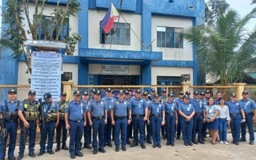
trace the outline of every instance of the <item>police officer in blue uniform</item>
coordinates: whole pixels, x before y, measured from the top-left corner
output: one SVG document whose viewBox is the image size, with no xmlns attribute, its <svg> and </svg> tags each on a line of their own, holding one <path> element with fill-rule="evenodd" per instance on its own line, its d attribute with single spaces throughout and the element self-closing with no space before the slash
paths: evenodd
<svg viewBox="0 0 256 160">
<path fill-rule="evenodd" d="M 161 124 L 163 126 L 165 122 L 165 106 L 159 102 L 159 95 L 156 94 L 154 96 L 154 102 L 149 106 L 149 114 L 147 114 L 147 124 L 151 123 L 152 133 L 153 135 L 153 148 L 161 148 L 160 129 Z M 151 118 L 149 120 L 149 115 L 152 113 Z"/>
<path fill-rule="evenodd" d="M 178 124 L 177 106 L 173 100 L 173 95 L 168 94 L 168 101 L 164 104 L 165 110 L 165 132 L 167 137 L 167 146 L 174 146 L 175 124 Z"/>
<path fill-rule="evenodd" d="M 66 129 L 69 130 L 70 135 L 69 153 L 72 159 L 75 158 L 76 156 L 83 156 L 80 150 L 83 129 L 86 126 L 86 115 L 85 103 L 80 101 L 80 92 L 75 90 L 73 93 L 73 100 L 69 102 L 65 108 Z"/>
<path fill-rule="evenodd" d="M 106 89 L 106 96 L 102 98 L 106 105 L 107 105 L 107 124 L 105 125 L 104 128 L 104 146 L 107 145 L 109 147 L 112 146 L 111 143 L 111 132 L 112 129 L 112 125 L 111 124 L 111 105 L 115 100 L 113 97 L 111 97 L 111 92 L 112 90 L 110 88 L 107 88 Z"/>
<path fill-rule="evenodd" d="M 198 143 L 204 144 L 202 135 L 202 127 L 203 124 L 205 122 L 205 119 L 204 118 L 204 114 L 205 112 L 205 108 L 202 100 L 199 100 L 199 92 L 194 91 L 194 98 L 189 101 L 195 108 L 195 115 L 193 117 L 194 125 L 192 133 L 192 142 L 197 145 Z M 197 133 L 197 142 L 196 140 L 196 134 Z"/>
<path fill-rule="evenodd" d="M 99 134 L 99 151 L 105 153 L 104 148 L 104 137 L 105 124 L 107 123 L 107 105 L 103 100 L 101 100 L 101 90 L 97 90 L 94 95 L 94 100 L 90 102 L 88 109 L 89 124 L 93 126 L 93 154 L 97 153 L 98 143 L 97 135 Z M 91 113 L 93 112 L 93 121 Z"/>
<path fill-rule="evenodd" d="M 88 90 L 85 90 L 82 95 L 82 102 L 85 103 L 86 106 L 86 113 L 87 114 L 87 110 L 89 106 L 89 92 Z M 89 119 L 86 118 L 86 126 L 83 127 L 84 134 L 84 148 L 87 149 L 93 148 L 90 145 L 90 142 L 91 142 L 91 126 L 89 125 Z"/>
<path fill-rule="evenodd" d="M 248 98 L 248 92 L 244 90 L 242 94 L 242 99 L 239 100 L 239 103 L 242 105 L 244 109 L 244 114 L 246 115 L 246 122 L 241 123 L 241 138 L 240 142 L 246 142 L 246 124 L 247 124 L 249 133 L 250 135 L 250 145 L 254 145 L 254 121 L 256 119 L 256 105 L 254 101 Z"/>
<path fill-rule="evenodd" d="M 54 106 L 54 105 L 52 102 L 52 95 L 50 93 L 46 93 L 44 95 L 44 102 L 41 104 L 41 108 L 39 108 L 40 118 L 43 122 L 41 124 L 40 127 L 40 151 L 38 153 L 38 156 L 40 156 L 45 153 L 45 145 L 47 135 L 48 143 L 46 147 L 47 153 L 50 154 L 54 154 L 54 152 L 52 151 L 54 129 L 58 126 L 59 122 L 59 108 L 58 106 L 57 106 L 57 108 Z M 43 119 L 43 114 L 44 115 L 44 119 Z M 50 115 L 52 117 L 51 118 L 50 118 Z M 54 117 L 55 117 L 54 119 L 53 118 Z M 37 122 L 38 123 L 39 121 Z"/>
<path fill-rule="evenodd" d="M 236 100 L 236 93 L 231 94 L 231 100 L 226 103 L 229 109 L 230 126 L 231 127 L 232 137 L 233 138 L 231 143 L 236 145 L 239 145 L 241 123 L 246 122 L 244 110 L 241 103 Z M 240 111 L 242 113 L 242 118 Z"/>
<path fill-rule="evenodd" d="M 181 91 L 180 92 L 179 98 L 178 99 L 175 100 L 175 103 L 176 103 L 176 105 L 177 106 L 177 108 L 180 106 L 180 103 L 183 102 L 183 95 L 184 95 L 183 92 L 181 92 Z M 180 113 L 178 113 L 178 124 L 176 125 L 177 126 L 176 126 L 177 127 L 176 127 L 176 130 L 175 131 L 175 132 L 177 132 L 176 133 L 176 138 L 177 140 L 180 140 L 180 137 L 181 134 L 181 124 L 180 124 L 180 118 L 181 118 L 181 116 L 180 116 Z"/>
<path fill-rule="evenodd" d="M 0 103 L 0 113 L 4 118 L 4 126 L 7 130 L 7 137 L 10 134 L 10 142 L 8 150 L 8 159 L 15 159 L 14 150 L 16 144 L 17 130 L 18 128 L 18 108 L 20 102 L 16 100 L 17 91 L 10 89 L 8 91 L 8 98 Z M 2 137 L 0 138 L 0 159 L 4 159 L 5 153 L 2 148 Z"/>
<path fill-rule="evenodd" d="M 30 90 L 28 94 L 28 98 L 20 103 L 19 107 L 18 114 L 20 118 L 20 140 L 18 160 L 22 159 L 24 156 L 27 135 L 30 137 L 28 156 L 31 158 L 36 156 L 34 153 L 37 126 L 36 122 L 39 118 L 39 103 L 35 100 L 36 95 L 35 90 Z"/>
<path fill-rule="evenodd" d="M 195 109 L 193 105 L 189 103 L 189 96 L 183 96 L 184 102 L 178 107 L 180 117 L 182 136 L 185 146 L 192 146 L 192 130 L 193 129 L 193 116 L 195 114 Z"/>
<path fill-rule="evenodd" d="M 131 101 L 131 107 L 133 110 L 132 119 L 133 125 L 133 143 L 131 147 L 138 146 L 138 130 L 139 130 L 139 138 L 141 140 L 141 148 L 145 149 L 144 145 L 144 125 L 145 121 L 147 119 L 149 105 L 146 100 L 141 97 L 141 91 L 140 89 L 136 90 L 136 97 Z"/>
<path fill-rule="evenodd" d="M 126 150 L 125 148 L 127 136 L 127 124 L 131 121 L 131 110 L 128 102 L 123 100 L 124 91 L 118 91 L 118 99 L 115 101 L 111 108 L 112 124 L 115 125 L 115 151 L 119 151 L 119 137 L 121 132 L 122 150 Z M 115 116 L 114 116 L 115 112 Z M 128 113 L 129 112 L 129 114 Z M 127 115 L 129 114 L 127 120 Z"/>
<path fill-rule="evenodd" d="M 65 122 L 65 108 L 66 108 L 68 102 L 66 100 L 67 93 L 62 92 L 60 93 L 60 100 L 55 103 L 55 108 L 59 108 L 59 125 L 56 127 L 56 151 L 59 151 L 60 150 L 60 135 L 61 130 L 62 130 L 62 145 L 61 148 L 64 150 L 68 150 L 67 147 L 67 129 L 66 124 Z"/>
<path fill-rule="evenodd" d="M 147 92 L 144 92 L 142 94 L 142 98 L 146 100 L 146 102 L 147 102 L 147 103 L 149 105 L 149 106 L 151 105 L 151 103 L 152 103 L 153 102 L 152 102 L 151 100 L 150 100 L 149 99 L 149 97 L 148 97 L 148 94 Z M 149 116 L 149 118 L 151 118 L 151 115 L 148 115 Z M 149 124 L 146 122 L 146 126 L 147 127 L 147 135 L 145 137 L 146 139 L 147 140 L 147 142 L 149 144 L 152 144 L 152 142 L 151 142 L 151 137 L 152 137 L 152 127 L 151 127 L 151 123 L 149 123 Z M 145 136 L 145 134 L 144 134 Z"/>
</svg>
* * *
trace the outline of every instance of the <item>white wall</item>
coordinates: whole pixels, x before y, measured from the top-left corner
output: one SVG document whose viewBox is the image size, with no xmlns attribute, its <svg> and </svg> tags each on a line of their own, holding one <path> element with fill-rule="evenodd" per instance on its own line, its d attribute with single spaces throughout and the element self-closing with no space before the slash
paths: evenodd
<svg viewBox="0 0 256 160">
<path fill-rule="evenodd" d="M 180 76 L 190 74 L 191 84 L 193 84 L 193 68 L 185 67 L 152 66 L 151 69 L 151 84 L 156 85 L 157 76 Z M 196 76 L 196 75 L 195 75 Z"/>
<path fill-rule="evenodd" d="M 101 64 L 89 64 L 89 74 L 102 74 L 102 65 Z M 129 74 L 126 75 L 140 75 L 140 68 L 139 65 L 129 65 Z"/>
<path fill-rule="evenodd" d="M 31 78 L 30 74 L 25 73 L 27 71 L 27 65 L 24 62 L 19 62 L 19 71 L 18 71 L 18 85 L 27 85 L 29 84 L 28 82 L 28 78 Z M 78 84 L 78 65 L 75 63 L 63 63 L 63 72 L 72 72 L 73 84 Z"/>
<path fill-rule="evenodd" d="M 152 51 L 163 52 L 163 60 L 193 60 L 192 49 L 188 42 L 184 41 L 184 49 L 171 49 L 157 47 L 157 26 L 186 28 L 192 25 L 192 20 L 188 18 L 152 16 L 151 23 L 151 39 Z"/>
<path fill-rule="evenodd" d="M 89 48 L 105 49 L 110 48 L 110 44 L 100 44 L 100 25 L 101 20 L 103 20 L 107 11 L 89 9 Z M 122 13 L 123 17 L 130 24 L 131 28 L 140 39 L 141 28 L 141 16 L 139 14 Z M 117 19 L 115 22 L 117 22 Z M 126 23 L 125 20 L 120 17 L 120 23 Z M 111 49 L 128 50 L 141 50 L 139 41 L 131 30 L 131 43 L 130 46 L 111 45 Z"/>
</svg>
==
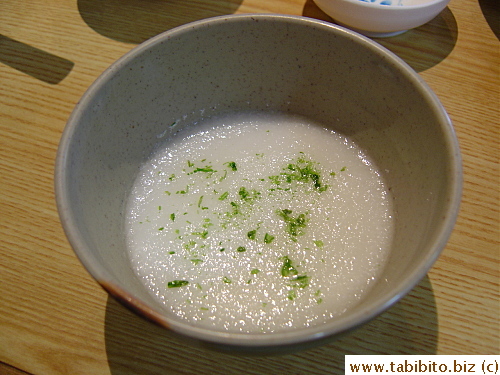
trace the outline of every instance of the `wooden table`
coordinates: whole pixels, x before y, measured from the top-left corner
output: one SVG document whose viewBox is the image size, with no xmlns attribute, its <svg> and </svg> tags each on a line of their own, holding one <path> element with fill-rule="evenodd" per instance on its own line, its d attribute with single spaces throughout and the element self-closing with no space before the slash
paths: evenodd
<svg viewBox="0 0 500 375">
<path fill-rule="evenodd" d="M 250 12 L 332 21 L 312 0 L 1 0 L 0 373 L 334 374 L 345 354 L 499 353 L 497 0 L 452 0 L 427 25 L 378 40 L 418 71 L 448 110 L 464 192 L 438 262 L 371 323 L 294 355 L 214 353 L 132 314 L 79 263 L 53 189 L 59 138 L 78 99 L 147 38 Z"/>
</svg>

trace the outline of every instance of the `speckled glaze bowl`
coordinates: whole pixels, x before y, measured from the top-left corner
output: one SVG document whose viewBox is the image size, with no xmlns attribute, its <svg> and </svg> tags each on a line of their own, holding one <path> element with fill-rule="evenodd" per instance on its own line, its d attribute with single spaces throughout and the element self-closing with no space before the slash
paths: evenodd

What the task requires
Show each line of the records above that contains the word "every". Case counts.

Exercise answer
trace the outline of every instance of the <item>police officer in blue uniform</item>
trace the outline of every instance of the <item>white wall</item>
trace the outline of every instance of the `wooden table`
trace the outline of every instance of the `speckled glaze bowl`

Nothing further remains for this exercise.